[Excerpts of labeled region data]
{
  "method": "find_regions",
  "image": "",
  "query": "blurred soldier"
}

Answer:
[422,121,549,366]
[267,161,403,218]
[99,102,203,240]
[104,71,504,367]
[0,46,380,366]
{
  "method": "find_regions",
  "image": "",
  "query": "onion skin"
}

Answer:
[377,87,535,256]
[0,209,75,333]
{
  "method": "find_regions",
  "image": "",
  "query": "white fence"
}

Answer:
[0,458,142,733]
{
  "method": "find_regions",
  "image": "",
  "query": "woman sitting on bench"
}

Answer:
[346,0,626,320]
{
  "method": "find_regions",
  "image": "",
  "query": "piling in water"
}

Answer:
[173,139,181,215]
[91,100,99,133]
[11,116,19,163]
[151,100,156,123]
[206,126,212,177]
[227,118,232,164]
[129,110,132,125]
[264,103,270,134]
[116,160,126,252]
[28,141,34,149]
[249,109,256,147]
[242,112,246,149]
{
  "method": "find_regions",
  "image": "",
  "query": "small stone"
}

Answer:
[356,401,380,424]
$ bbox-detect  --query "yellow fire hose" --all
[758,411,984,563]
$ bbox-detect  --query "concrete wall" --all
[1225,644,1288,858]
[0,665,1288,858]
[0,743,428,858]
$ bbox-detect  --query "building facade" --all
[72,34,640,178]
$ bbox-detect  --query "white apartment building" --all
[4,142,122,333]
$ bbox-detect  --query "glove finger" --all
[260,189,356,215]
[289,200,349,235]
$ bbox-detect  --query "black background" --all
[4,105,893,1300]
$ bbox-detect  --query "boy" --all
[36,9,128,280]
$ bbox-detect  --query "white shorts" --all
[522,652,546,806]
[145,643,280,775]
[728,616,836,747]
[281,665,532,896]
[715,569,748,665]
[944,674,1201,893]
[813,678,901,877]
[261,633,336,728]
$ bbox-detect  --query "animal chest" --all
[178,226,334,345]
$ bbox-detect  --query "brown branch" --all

## JOB
Can you retype the stretch of rows from the very beginning through the line containing "[346,0,626,320]", both ends included, with every character kept the same?

## SOLUTION
{
  "method": "find_regions",
  "image": "",
  "query": "blurred soldier"
}

Answer:
[422,121,549,366]
[267,161,403,218]
[99,102,203,240]
[104,71,504,367]
[0,46,380,366]
{
  "method": "find_regions",
  "image": "",
  "query": "onion skin"
}

Answer:
[377,87,535,256]
[0,209,75,333]
{
  "method": "find_regions",
  "image": "",
  "query": "white fence"
}

Answer:
[0,458,142,733]
{
  "method": "find_regions",
  "image": "",
  "query": "woman sitting on bench"
}

Answer:
[346,0,626,320]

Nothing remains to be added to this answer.